───── Document text ─────

In the popular lingo, I am a foodie.  I love cooking: sourcing ingredients, preparing them for the table, eating them and understanding the science involved.  I have a large vegetable garden but regrettably live in an area with only a four-month growing season.  As a result of my love of food in all its facets, I care about the protection of farmland and was President (volunteer) for 15 years of a not-for-profit registered charity dedicated to the protection of agricultural land.  My interest in the science of food was kindled by reading Harold McGee’s 1984 On Food and Cooking: The Science and Lore of the Kitchen; Tina Seelig’s 1991 The Epicurean Laboratory: Exploring the Science of Cooking was the next great find. Reay Tannahill’s 1973 Food in History sparked my initial interest in historical aspects; Sophie Coe’s 1994 America’s First Cuisine opened up the marvels of agriculture in the pre-Columbus Americas.  It was as an undergraduate studying biology and mathematics that I fell in love with philosophy: the exploration and analysis of ideas, the nature of reasoning, the complicated world of beliefs and values, and so on.

───── Data for analysis ─────

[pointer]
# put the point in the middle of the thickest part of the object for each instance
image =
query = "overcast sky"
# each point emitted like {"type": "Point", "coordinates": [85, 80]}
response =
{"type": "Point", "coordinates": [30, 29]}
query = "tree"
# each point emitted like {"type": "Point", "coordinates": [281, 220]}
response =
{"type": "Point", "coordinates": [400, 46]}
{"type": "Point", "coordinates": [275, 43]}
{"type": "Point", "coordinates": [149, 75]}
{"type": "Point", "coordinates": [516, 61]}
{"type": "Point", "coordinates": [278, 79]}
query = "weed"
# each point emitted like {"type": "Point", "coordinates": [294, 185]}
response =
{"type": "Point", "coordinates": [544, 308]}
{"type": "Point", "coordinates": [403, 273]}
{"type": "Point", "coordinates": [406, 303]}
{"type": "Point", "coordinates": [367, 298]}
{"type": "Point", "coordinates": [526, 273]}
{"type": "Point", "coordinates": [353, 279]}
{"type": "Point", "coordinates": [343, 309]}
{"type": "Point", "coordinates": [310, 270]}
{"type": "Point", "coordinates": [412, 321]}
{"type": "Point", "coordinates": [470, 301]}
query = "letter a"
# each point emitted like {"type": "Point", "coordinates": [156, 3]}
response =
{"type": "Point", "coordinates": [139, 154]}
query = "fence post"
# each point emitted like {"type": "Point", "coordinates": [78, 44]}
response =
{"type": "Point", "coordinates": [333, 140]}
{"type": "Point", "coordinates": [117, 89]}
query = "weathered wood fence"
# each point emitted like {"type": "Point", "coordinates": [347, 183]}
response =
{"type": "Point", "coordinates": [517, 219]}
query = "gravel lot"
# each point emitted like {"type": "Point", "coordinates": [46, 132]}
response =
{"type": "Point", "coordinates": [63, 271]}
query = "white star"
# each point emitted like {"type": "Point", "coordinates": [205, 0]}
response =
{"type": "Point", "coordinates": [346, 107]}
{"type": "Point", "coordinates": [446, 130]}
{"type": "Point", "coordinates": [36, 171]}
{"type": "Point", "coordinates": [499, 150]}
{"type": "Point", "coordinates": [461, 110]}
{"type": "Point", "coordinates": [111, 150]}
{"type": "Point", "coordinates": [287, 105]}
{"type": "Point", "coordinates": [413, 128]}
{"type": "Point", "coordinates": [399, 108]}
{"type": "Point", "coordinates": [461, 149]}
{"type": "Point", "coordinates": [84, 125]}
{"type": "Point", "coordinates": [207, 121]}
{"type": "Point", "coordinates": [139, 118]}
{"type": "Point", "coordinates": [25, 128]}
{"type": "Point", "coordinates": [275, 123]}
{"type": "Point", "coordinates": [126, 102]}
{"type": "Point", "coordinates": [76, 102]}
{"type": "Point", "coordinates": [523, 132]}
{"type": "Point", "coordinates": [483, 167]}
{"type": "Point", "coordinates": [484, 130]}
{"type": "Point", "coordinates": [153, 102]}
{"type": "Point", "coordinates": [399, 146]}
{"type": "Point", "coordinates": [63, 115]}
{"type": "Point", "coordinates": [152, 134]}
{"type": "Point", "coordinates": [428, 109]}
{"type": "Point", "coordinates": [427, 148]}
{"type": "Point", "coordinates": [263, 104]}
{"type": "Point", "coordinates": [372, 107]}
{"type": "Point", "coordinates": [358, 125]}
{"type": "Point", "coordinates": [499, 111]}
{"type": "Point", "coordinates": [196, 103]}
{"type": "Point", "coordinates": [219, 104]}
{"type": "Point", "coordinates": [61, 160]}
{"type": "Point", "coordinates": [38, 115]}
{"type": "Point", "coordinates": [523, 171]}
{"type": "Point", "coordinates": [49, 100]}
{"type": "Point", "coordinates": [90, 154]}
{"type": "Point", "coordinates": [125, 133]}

─────

▸ Exercise objective
According to the food text, which book first sparked the writer's interest in the historical side of food?

▸ Answer section
Reay Tannahill's 1973 Food in History.